Excerpted text:
>> start

# Warped Lid?



## illini40 (Dec 18, 2018)

Hello

While pulling a pan of chicken fajitas off of my Traeger Pro 34 this evening to carry inside, I heard a loud thud. I had left the lid open, and when I looked back, the lid was laying down backwards (fell back, instead of staying open or closing). The brace that keeps the lip from falling back over it's self was slightly bent (allowed the lid to fall back), and then the lid did not close all the way (about a 1/2 to 3/4" gap). Definitely something seems off.

I called Traeger and they are sendimg out a new lid and assembly. We think that the lid may have warped. Fingers crossed that replacing the lid, hinges, and the lid stop fixes the problem.

Has anyone experienced this before? Thoughts?


----------



## DIYerDave (Dec 19, 2018)

Sounds to me as if the hinge area got bent. If it bent that easy from the lid falling I would think it could easily be bent back into position.


----------



## Beanhall (Dec 19, 2018)

I have a smaller Traeger and mine did the same thing. Mine bent at the hinge. What I ended up doing was I added washers to the existing bolts and drilling another hole for a 3rd bolt in the middle towards the top. Sorry I don't have pictures, it is my camper smoker and it is 2hrs away.


----------



## illini40 (Dec 19, 2018)

Beanhall said:


> I have a smaller Traeger and mine did the same thing. Mine bent at the hinge. What I ended up doing was I added washers to the existing bolts and drilling another hole for a 3rd bolt in the middle towards the top. Sorry I don't have pictures, it is my camper smoker and it is 2hrs away.



So would new hinge assembly brackets fix your issue? Or, what exactly bent?

They are sending me a new lid, hinge assemblies, and the bracket inside that keeps the lid from flying open. Fingers crossed this is a simple fix.


----------



## illini40 (Jan 5, 2019)

Circling back to close this out. Traeger sent me a new lid and hinge assembly kit. I just installed, and everyone seems good as new.


----------

>> end

Data provided:
>> start

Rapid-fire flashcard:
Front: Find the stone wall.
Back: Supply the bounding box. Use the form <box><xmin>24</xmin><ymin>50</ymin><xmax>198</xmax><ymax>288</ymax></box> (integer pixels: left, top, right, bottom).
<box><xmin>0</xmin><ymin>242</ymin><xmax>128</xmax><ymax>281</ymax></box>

>> end

Work to do:
1. Write out the part of the Traeger lid thread from "So would new" to "(Jan 5, 2019)".
2. Answer these from the Traeger lid thread, one per line:
(a) How wide was the gap when the lid would not close?
(b) What did Beanhall add to the existing bolts?
(c) On what date did illini40 report installing the new lid and hinge assembly kit?
3. For each statement, say whether the Traeger lid thread agrees, and quote the words that decide it:
(a) DIYerDave thought the lid itself had warped.
(b) Beanhall drilled a hole for a fourth bolt.
(c) The grill in the first post was a Traeger Pro 34.

Completed exercise:
1.
So would new hinge assembly brackets fix your issue? Or, what exactly bent?

They are sending me a new lid, hinge assemblies, and the bracket inside that keeps the lid from flying open. Fingers crossed this is a simple fix.


----------



## illini40 (Jan 5, 2019)

2.
(a) About 1/2 to 3/4".
(b) Washers.
(c) Jan 5, 2019.

3.
(a) No: "Sounds to me as if the hinge area got bent."
(b) No: "drilling another hole for a 3rd bolt in the middle towards the top"
(c) Yes: "my Traeger Pro 34"